→ **WHAT THIS TASK INVOLVES**: If an entry contains a picture, leave the picture out and reproduce everything else in the records below exactly.

--- START ---

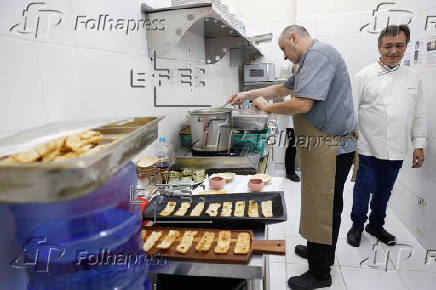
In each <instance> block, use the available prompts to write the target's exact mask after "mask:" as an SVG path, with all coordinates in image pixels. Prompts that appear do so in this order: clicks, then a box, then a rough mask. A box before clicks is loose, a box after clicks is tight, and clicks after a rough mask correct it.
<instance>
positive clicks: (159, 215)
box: [143, 191, 287, 226]
mask: <svg viewBox="0 0 436 290" xmlns="http://www.w3.org/2000/svg"><path fill="white" fill-rule="evenodd" d="M190 198H191V199H192V200H190ZM250 200H255V201H257V202H258V203H259V206H258V208H259V217H258V218H252V217H249V216H248V214H247V211H248V202H249V201H250ZM268 200H272V203H273V217H272V218H265V217H263V216H262V210H261V204H260V202H261V201H268ZM170 201H175V202H176V203H177V205H176V209H175V210H174V211H173V213H172V214H171V215H170V216H160V215H159V213H160V212H161V211H162V210H163V209H164V208H165V206H166V205H167V203H168V202H170ZM201 201H204V203H205V204H204V210H203V213H202V214H201V215H200V216H198V217H191V216H189V214H190V213H191V210H192V209H193V208H194V207H195V205H196V204H197V203H198V202H201ZM226 201H227V202H228V201H231V202H232V203H233V211H234V209H235V202H236V201H245V202H246V204H245V212H244V216H243V217H234V216H232V217H221V216H219V215H220V214H221V210H222V206H221V208H220V209H219V210H218V216H216V217H211V216H209V215H207V214H206V213H205V212H206V210H207V208H208V207H209V204H210V203H214V202H220V203H223V202H226ZM182 202H191V207H190V208H189V210H188V211H187V213H186V215H185V216H182V217H178V216H174V213H175V212H176V211H177V209H178V208H179V207H180V204H181V203H182ZM232 214H233V213H232ZM143 217H144V219H146V220H156V221H164V222H171V221H175V222H204V221H211V222H212V223H213V224H223V223H224V224H227V225H238V226H247V225H251V226H256V225H265V224H273V223H279V222H284V221H286V220H287V215H286V203H285V199H284V196H283V191H271V192H251V193H227V194H210V195H173V196H155V197H153V199H152V200H151V201H150V202H149V203H148V204H147V207H146V208H145V210H144V213H143Z"/></svg>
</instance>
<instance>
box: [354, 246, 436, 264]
mask: <svg viewBox="0 0 436 290" xmlns="http://www.w3.org/2000/svg"><path fill="white" fill-rule="evenodd" d="M371 251H372V252H371V255H370V256H369V257H367V258H365V259H363V260H362V261H361V262H360V266H367V267H369V268H376V269H383V270H385V272H387V271H389V270H396V271H398V270H400V268H401V264H404V263H405V262H406V261H408V260H411V259H412V258H413V257H414V256H415V249H414V248H413V247H412V246H411V245H408V244H396V245H394V246H389V247H384V246H381V244H380V241H377V242H375V243H374V244H372V247H371ZM391 262H392V264H393V268H390V267H389V264H390V263H391ZM422 262H423V264H424V265H433V264H436V250H427V251H426V255H425V260H424V261H422Z"/></svg>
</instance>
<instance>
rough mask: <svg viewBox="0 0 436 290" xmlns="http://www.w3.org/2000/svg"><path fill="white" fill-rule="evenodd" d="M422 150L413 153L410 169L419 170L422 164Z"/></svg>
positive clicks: (423, 151)
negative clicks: (414, 168)
mask: <svg viewBox="0 0 436 290" xmlns="http://www.w3.org/2000/svg"><path fill="white" fill-rule="evenodd" d="M424 159H425V158H424V149H422V148H418V149H415V150H414V151H413V166H412V168H421V167H422V163H424Z"/></svg>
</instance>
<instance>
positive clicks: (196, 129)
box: [189, 108, 233, 153]
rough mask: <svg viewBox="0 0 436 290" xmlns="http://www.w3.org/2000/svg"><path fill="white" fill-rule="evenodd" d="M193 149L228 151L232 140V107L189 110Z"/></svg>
mask: <svg viewBox="0 0 436 290" xmlns="http://www.w3.org/2000/svg"><path fill="white" fill-rule="evenodd" d="M189 114H190V119H191V132H192V133H191V134H192V150H193V151H194V152H195V151H196V152H204V153H212V152H228V151H229V150H230V148H231V142H232V136H231V135H232V125H233V124H232V109H228V108H211V109H203V110H195V111H191V112H189Z"/></svg>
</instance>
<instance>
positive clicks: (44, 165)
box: [0, 117, 162, 203]
mask: <svg viewBox="0 0 436 290" xmlns="http://www.w3.org/2000/svg"><path fill="white" fill-rule="evenodd" d="M161 119H162V118H156V117H138V118H130V119H123V120H120V119H118V120H116V121H115V119H111V120H110V121H109V120H108V119H106V120H90V121H76V122H61V123H53V124H49V125H47V126H44V127H40V128H35V129H31V130H26V131H24V132H21V133H19V134H17V135H14V136H10V137H7V138H4V139H0V155H6V154H14V153H15V152H17V151H25V150H28V149H30V148H32V147H34V146H37V145H39V144H42V143H45V142H47V141H48V140H51V139H54V138H57V137H61V136H65V135H68V134H72V133H75V132H80V131H82V130H86V129H93V130H96V131H99V132H101V133H102V134H103V136H104V137H116V136H122V137H123V138H122V139H120V140H118V141H116V142H114V143H113V144H112V145H111V146H109V147H107V148H105V149H104V150H102V151H99V152H96V153H93V154H89V155H83V156H80V157H77V158H74V159H70V160H65V161H60V162H48V163H41V162H35V163H26V164H12V165H0V202H14V203H18V202H57V201H64V200H69V199H72V198H75V197H79V196H82V195H85V194H87V193H90V192H92V191H93V190H95V189H97V188H98V187H100V186H101V185H102V184H104V183H105V182H106V181H107V180H108V179H109V178H110V177H111V176H112V175H113V174H115V173H116V172H118V171H119V170H120V169H121V168H123V167H124V166H125V165H126V164H127V163H128V162H130V161H131V160H132V158H133V157H134V156H135V155H136V154H138V153H139V152H141V151H142V150H143V149H144V148H145V147H146V146H147V145H149V144H151V143H152V142H153V141H154V140H155V139H156V138H157V129H158V122H159V121H160V120H161Z"/></svg>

--- END ---

→ **ANSWER AREA**:
In each <instance> block, use the available prompts to write the target's exact mask after "mask:" as an SVG path, with all coordinates in image pixels. Prompts that appear do so in this order: clicks, then a box, then a rough mask. A box before clicks is loose, a box after clicks is tight, and clicks after a rough mask correct it.
<instance>
positive clicks: (159, 215)
box: [143, 191, 287, 226]
mask: <svg viewBox="0 0 436 290" xmlns="http://www.w3.org/2000/svg"><path fill="white" fill-rule="evenodd" d="M190 198H191V199H192V200H190ZM250 200H255V201H257V202H258V203H259V206H258V208H259V217H258V218H252V217H249V216H248V214H247V211H248V202H249V201H250ZM268 200H272V203H273V217H272V218H265V217H263V216H262V210H261V204H260V202H261V201H268ZM170 201H175V202H176V203H177V205H176V209H175V210H174V211H173V213H172V214H171V215H170V216H160V215H159V213H160V212H161V211H162V210H163V209H164V208H165V206H166V205H167V203H168V202H170ZM201 201H204V203H205V204H204V210H203V213H202V214H201V215H200V216H198V217H191V216H189V214H190V213H191V210H192V209H193V208H194V207H195V205H196V204H197V203H198V202H201ZM226 201H227V202H228V201H231V202H232V203H233V211H234V209H235V202H236V201H245V202H246V204H245V212H244V216H243V217H234V216H232V217H221V216H219V215H220V214H221V210H222V206H221V208H220V209H219V210H218V216H216V217H211V216H209V215H207V214H206V213H205V212H206V210H207V208H208V207H209V204H210V203H214V202H220V203H223V202H226ZM182 202H191V207H190V208H189V210H188V211H187V213H186V215H185V216H182V217H178V216H174V213H175V212H176V211H177V209H178V208H179V207H180V204H181V203H182ZM232 214H233V213H232ZM143 217H144V219H146V220H156V221H164V222H171V221H175V222H204V221H211V222H212V223H213V224H223V223H224V224H227V225H238V226H247V225H251V226H256V225H265V224H273V223H279V222H284V221H286V220H287V215H286V203H285V199H284V196H283V191H271V192H251V193H227V194H210V195H173V196H155V197H153V199H152V200H151V201H150V202H149V203H148V204H147V207H146V208H145V210H144V213H143Z"/></svg>
</instance>
<instance>
box: [354, 246, 436, 264]
mask: <svg viewBox="0 0 436 290" xmlns="http://www.w3.org/2000/svg"><path fill="white" fill-rule="evenodd" d="M371 251H372V252H371V255H370V256H369V257H367V258H365V259H363V260H362V261H361V262H360V266H367V267H369V268H376V269H383V270H385V272H387V271H389V270H396V271H398V270H400V268H401V264H404V263H405V262H406V261H408V260H411V259H412V258H413V257H414V256H415V249H414V248H413V247H412V246H411V245H408V244H396V245H394V246H389V247H384V246H381V244H380V241H377V242H375V243H374V244H372V247H371ZM391 262H392V264H393V268H390V267H389V264H390V263H391ZM422 262H423V264H424V265H433V264H436V250H427V251H426V255H425V260H424V261H422Z"/></svg>
</instance>
<instance>
rough mask: <svg viewBox="0 0 436 290" xmlns="http://www.w3.org/2000/svg"><path fill="white" fill-rule="evenodd" d="M422 150L413 153L410 169L419 170L422 164Z"/></svg>
positive clicks: (423, 151)
negative clicks: (414, 168)
mask: <svg viewBox="0 0 436 290" xmlns="http://www.w3.org/2000/svg"><path fill="white" fill-rule="evenodd" d="M424 159H425V158H424V149H422V148H418V149H415V150H414V151H413V166H412V168H421V167H422V163H424Z"/></svg>
</instance>
<instance>
positive clicks: (196, 129)
box: [189, 108, 233, 153]
rough mask: <svg viewBox="0 0 436 290" xmlns="http://www.w3.org/2000/svg"><path fill="white" fill-rule="evenodd" d="M193 149L228 151L232 140V107L189 110Z"/></svg>
mask: <svg viewBox="0 0 436 290" xmlns="http://www.w3.org/2000/svg"><path fill="white" fill-rule="evenodd" d="M189 114H190V119H191V132H192V133H191V134H192V150H193V151H194V152H195V151H196V152H204V153H212V152H228V151H229V150H230V148H231V142H232V136H231V135H232V125H233V124H232V109H228V108H211V109H203V110H195V111H191V112H189Z"/></svg>
</instance>
<instance>
positive clicks: (44, 165)
box: [0, 117, 162, 203]
mask: <svg viewBox="0 0 436 290" xmlns="http://www.w3.org/2000/svg"><path fill="white" fill-rule="evenodd" d="M161 119H162V118H156V117H138V118H130V119H123V120H120V119H118V120H116V121H115V119H111V120H110V121H109V120H108V119H106V120H90V121H76V122H61V123H53V124H49V125H47V126H44V127H40V128H35V129H31V130H26V131H24V132H21V133H19V134H17V135H14V136H10V137H7V138H4V139H0V155H6V154H14V153H15V152H17V151H25V150H28V149H30V148H32V147H34V146H37V145H39V144H42V143H45V142H47V141H48V140H51V139H54V138H57V137H61V136H65V135H68V134H72V133H75V132H80V131H82V130H86V129H93V130H96V131H99V132H101V133H102V134H103V136H104V137H116V136H122V137H123V138H122V139H120V140H118V141H116V142H114V143H113V144H112V145H111V146H109V147H107V148H105V149H104V150H102V151H99V152H96V153H93V154H89V155H83V156H80V157H77V158H74V159H70V160H65V161H60V162H48V163H41V162H35V163H26V164H12V165H0V202H14V203H18V202H57V201H64V200H69V199H72V198H75V197H79V196H82V195H85V194H87V193H90V192H92V191H93V190H95V189H97V188H98V187H100V186H101V185H102V184H104V183H105V182H106V181H107V180H108V179H109V178H110V177H111V176H112V175H113V174H115V173H116V172H118V171H119V170H120V169H121V168H123V167H124V166H125V165H126V164H127V163H128V162H130V161H131V160H132V158H133V157H134V156H135V155H136V154H138V153H139V152H141V151H142V150H143V149H144V148H145V147H146V146H147V145H149V144H151V143H152V142H153V141H154V140H155V139H156V138H157V129H158V122H159V121H160V120H161Z"/></svg>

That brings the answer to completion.